Copy all records verbatim.

Referring expression data:
----------

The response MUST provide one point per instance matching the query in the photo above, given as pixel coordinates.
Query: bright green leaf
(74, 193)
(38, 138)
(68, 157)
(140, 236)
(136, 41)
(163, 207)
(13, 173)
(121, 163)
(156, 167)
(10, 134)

----------

§ **Result of the exercise**
The response MUST provide one point per instance matching the query in the photo above, given as pixel coordinates.
Query: bright green leaf
(74, 193)
(38, 138)
(68, 157)
(140, 236)
(136, 41)
(163, 207)
(13, 173)
(121, 163)
(156, 167)
(10, 134)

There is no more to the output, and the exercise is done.